--- Begin Given passage ---

Memory Profiler
The Memory Profiler is a tool you can use to identify areas in your Unity Project, and the Unity Editor, where you can reduce memory usage. You can use it to capture, inspect, and compare memory snapshots.
When you install the Memory Profiler, you can access its data through the Memory Profiler window in the Unity Editor. It gives you an overview of native and managed memory allocations, and can help you detect memory leaks and fragmentation.
You can use it to profile the memory of any Unity Project. The Memory Profiler is separate to the in-built Unity Profiler, and you can use both tools to profile your application. The Memory Profiler package is designed to give you more detailed information about the memory allocations in your application.
Preview package
This package is available as a preview, so it is not ready for production use. The features and documentation in this package might change before it is verified for release.
Installing Memory Profiler
To install this package, follow the instructions in the Package Manager documentation. Because it's a preview package, in the Package Manager window, you must enable Preview Packages. Select the Advanced drop-down at the top of the window, then enable Show preview packages.
Requirements
This version of the Memory Profiler is compatible with the following versions of the Unity Editor:
- 2018.3 and later.

--- End Given passage ---
--- Begin Data section ---

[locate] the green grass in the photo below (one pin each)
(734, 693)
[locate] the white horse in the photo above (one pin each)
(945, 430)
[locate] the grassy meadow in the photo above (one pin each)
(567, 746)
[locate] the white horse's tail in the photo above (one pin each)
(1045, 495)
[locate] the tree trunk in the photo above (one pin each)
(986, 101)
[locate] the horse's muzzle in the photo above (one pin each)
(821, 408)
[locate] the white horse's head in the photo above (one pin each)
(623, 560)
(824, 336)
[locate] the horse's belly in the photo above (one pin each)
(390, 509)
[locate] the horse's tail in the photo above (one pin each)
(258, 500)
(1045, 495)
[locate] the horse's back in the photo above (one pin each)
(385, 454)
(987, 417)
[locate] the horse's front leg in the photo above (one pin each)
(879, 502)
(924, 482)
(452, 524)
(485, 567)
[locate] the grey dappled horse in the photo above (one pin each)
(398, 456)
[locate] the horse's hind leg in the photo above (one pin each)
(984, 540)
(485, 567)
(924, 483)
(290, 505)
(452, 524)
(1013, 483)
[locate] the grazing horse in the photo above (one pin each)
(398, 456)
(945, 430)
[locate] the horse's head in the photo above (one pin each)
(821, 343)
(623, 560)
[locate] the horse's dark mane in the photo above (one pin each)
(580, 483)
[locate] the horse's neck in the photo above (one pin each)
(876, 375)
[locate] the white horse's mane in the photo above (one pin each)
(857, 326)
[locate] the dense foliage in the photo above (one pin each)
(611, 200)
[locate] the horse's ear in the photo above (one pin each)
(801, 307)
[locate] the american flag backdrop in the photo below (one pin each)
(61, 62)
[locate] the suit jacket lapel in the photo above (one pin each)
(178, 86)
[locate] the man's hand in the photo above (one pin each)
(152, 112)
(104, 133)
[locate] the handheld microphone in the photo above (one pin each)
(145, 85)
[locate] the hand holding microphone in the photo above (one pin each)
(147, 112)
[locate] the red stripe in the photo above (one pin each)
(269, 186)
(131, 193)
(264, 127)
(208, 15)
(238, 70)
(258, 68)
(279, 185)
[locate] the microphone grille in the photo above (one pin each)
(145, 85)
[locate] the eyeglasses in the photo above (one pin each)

--- End Data section ---

## Required work
Turn the paragraph on the Memory Profiler page that begins "To install this package" into a short list that keeps its main facts. The material is separate from the Memory Profiler page.

## Complete output
- Follow the instructions in the Package Manager documentation.
- Because it's a preview package, enable Preview Packages in the Package Manager window.
- To do this, select the Advanced drop-down at the top of the window and enable Show preview packages.